- [Source extract]:
April 8, 2003 12:00 PM ET

Computerworld - The U.S. Central Command today declined to offer details on how U.S. military forces were tipped off to an alleged meeting of Saddam Hussein and his top aides yesterday. But sources indicated today that physical taps on telephone and fiber-optic landlines in the Iraqi capital of Baghdad may have played a role.
"We have a number of methods that we use to gain information," Brig. Gen. Vincent Brooks said during today's Central Command press briefing. "A single source is never adequate, so we have multiple sources."
Bombing missions near civilian targets also require that somebody on the ground "see" the target, he said.
The process by which the CIA and the military determined the likely location and time of an Iraqi leadership meeting is known in intelligence parlance as all-source fusion -- a process by which human intelligence, surveillance, imagery from satellites and aircraft and intercepted communications form pieces of a puzzle that help officials understand what's happening on the battlefield. It is the last piece, communications intelligence, that experts say may have played a key role in targeting Saddam.

- [Records provided]:
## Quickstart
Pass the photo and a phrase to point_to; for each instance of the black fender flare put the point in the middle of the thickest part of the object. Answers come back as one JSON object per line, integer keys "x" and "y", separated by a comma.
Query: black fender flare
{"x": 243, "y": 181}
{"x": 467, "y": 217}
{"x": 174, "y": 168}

- [Exercise instructions]:
**A)** In the article about targeting Saddam Hussein, what term do intelligence officials use for the process of combining human intelligence, surveillance, imagery and intercepted communications?
**B)** Carry on the article about targeting Saddam Hussein, starting right after its last sentence.
The records have no connection to the article about targeting Saddam Hussein.

- [The replies]:
**A)** All-source fusion.

**B)**
"Tapping a fiber-optic cable without being detected, and making sense of the information you collect, isn't trivial but has certainly been done by intelligence agencies for the past seven or eight years," said John Pescatore, an analyst at Stamford, Conn.-based Gartner Inc. and a former National Security Agency analyst. "These days, it is within the range of a well-funded attacker, probably even a really curious college physics major with access to a fiber-optics lab and lots of time on his hands."
The importance placed on fiber-optic communications cables in Baghdad by the Iraqi regime dates to the first Gulf War in 1990. Saddam quickly realized that the U.S. was capable of intercepting most radio and wireless communications, and as a result, worked to avoid detection by hiring French and Chinese companies to install a fiber-optic backbone that is closely integrated with the civilian telephone network. That makes it difficult for intelligence services to determine the separation point between civilian networks and the government's command-and-control networks.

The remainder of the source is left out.